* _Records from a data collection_
%%
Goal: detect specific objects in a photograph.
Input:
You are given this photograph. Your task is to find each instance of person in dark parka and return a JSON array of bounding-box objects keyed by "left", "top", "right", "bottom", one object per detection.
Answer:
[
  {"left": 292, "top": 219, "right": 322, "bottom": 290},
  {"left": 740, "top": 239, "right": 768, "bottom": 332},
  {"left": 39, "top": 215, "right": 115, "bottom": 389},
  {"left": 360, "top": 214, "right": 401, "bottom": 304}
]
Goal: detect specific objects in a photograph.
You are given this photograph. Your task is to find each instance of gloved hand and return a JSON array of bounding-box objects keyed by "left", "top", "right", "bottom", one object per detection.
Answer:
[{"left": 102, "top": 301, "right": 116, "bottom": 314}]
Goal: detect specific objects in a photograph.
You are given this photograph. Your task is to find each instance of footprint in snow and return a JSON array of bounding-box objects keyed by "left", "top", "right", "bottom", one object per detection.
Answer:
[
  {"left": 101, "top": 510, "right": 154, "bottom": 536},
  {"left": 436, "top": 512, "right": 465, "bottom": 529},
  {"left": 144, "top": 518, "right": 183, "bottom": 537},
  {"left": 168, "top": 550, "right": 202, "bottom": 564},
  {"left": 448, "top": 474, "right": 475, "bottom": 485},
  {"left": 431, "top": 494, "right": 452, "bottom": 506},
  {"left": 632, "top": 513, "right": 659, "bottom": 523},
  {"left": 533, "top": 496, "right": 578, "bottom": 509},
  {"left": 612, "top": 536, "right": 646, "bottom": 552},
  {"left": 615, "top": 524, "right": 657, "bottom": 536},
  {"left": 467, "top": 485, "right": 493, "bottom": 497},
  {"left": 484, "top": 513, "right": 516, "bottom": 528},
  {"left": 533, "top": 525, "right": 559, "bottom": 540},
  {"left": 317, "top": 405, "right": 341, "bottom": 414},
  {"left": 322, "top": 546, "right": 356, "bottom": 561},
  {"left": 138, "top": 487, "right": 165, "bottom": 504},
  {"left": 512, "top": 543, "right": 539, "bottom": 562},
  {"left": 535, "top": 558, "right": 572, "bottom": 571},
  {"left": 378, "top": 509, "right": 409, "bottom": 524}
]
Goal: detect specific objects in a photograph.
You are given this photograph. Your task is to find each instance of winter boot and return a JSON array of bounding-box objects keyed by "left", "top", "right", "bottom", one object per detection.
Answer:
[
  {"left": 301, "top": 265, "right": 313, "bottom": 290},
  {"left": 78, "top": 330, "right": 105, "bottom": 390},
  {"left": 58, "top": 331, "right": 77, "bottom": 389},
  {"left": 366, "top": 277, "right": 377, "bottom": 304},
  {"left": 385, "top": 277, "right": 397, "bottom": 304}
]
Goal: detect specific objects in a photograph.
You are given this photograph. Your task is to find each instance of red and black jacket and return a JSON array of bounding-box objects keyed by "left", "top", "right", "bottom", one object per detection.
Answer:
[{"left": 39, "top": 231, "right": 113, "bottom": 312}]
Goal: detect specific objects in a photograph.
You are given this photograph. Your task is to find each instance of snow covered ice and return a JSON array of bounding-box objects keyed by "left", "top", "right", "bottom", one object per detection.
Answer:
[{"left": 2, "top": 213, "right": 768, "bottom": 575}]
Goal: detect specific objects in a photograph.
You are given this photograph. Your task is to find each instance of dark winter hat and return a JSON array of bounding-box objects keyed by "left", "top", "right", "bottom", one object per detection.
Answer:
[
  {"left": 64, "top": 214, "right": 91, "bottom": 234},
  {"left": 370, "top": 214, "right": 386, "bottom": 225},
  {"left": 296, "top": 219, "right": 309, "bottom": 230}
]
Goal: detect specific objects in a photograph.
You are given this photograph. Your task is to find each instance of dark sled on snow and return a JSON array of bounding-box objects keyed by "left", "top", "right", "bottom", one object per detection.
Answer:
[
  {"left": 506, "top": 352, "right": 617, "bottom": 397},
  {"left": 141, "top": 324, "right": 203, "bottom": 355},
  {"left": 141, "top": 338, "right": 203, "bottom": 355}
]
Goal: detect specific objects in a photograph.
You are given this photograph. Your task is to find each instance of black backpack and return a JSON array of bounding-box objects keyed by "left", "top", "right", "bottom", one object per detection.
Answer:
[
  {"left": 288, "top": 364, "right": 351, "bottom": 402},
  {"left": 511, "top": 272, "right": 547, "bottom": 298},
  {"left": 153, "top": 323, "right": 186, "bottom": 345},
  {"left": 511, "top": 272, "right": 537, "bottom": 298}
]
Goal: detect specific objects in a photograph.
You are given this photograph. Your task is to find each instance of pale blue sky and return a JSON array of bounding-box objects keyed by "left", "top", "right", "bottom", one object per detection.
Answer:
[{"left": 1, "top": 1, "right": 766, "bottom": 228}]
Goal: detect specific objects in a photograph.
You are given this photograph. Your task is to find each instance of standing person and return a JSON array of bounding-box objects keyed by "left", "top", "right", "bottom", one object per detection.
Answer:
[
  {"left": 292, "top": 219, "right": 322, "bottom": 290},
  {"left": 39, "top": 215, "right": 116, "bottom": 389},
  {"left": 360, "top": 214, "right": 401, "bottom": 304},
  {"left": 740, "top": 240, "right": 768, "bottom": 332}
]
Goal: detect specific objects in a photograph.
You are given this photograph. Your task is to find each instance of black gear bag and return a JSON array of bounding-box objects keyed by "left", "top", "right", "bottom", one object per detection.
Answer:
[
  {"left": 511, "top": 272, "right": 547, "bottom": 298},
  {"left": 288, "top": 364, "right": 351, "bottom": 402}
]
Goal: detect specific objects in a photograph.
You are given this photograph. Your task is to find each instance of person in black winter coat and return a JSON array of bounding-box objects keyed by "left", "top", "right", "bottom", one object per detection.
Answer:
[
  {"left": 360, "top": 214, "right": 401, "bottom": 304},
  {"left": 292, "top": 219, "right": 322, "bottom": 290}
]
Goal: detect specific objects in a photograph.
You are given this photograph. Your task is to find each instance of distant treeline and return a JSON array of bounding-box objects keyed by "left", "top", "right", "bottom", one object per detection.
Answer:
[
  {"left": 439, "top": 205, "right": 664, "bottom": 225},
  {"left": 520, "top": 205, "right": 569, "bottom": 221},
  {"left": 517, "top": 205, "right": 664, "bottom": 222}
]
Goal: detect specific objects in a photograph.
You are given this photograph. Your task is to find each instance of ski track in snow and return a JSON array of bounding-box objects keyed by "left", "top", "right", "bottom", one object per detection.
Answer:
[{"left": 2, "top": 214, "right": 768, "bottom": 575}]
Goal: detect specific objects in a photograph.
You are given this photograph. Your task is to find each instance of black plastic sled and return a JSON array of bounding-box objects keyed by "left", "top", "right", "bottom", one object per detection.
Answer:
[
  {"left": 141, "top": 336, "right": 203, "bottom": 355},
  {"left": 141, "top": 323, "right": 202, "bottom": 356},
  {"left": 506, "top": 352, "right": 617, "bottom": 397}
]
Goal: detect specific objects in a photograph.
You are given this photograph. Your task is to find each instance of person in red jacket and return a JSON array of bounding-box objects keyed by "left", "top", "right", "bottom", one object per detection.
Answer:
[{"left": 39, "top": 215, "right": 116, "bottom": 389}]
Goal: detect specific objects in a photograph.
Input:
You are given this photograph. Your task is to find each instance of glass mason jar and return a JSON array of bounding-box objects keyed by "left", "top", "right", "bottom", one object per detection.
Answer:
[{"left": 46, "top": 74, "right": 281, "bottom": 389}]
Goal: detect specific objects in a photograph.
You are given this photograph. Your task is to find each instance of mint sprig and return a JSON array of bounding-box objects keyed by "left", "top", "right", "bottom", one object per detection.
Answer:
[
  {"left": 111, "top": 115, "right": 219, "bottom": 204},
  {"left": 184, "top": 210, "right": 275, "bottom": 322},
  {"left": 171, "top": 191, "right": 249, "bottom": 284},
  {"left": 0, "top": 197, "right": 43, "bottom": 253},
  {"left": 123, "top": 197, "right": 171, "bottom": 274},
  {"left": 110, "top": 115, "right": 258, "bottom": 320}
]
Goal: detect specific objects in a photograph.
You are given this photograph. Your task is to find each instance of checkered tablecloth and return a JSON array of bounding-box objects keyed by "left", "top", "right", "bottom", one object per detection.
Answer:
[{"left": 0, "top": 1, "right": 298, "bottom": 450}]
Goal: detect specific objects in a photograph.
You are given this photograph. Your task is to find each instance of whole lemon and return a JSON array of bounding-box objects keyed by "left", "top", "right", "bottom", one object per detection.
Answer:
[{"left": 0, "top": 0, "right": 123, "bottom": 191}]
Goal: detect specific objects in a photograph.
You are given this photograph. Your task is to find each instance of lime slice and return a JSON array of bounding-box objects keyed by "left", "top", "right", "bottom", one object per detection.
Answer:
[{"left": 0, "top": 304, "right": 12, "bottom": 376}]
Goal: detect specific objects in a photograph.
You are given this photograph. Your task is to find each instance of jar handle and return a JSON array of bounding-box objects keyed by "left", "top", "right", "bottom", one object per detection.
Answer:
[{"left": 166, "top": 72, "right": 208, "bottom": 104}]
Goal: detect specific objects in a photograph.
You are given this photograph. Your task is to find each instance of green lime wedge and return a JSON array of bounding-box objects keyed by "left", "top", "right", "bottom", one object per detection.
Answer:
%%
* _Work request_
Go through the records above, find every line with the word "dark", and list those lines.

* _Worked solution_
You are given this photograph. Your task is to find each instance of person in dark parka and return a JSON array of bounding-box objects keyed by "left", "top", "right", "bottom", one object per detection.
You are given this photograph. Your task is to find each instance of dark winter hat and return a JSON array of bounding-box objects keyed by "left", "top", "right", "bottom", one object per detection.
You are given this photograph. Your task is to find each instance of dark sled on snow and return a JSON array of bounding-box objects keyed by "left", "top", "right", "bottom", one object per detection.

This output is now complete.